=== Provided text ===
********************

Our research

Membrane proteins are the main conduit through which cells interact with and sense the outside world. They determine key mechanisms of normal and abnormal physiology, interact with most drugs, and are involved in many diseases. Mutations in membrane proteins cause disease, disrupt treatments, and enable evolution. However, because membrane proteins are technically challenging to study, we understand far less about them than their cytosolic counterparts. We are pushing forward membrane protein biology by developing integrated models of how mutations, genes, and drugs change membrane protein structure, function, cell biology, and evolution.

Our long term goal is to develop a mechanistic molecular, cellular, and physiological understanding for how membrane proteins allows us to interact with the world around us, how they break to cause the diseases that ail us, and how we can better treat these diseases with therapeutics.

********************

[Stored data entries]

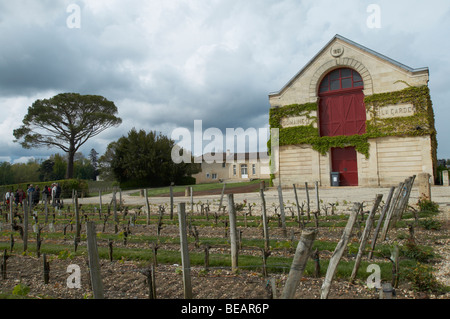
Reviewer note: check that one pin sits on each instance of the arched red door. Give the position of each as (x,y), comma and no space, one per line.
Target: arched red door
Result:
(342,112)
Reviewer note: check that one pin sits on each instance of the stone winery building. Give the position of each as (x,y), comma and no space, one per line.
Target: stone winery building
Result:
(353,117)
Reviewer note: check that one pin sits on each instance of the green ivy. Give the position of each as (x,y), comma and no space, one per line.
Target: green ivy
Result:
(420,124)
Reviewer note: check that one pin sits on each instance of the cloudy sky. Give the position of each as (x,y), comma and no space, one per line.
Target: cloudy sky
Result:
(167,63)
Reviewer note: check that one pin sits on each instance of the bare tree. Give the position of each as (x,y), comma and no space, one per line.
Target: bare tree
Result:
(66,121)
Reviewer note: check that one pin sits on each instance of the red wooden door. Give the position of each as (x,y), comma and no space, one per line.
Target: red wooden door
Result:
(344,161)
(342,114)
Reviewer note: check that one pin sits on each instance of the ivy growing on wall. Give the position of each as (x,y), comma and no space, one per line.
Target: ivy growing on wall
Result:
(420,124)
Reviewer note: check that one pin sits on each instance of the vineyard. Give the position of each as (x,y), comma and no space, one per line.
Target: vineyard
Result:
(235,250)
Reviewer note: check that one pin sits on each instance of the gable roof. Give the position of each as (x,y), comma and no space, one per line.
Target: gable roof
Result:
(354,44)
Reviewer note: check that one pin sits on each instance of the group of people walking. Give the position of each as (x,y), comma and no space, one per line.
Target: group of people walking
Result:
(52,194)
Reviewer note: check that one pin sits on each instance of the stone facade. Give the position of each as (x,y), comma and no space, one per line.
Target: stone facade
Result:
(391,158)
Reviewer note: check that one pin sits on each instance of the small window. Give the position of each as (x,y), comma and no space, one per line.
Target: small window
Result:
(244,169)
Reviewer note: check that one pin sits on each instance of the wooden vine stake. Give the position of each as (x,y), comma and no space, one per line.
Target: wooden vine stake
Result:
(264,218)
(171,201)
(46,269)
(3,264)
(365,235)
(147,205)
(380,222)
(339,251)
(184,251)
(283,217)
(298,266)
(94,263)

********************

=== The problem ===
Rewrite the stretch of the research overview from "Our research" through "biology, and evolution.", replacing "drugs" with "medications". These records have no connection to the research overview.

=== Result below ===
Our research

Membrane proteins are the main conduit through which cells interact with and sense the outside world. They determine key mechanisms of normal and abnormal physiology, interact with most medications, and are involved in many diseases. Mutations in membrane proteins cause disease, disrupt treatments, and enable evolution. However, because membrane proteins are technically challenging to study, we understand far less about them than their cytosolic counterparts. We are pushing forward membrane protein biology by developing integrated models of how mutations, genes, and medications change membrane protein structure, function, cell biology, and evolution.